▶ GIVEN TASK
Switch "paved ground" to "road surface" throughout the material below and reproduce all of its lines otherwise unchanged, omitting the pictures.

▶ RECORDS FOR THE EXERCISE
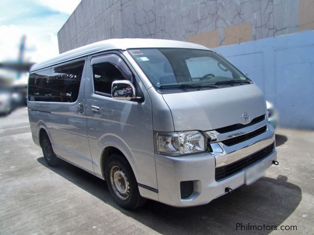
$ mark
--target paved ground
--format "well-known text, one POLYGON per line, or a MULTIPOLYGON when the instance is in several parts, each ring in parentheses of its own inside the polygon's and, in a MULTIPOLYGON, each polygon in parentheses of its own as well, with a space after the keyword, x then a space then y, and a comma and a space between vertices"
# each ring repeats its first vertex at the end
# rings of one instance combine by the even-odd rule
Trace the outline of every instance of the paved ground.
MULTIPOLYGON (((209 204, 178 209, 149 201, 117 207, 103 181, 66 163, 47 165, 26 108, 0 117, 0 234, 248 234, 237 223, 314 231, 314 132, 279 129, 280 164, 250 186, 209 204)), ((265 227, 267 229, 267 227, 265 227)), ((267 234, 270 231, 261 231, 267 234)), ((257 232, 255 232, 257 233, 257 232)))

▶ WRITTEN REPLY
$ mark
--target road surface
--format "well-known text, one POLYGON per line, or a MULTIPOLYGON when the instance is in several parts, each ring in parentheses of its own inside the polygon's and, in a MULTIPOLYGON, each polygon in parentheses of its own as well, with a space after the keyword, x then a space then y, and a comma and a space between vertices"
# each ring repeats its first vertex at the end
# rings of one instance combine by the even-odd rule
Trace the outline of every instance of the road surface.
MULTIPOLYGON (((209 204, 178 209, 149 201, 117 207, 103 181, 66 163, 47 165, 26 108, 0 117, 0 234, 248 234, 237 223, 314 231, 314 132, 279 129, 280 164, 250 186, 209 204)), ((265 227, 267 229, 267 227, 265 227)), ((267 234, 270 231, 261 231, 267 234)), ((257 232, 255 232, 257 233, 257 232)))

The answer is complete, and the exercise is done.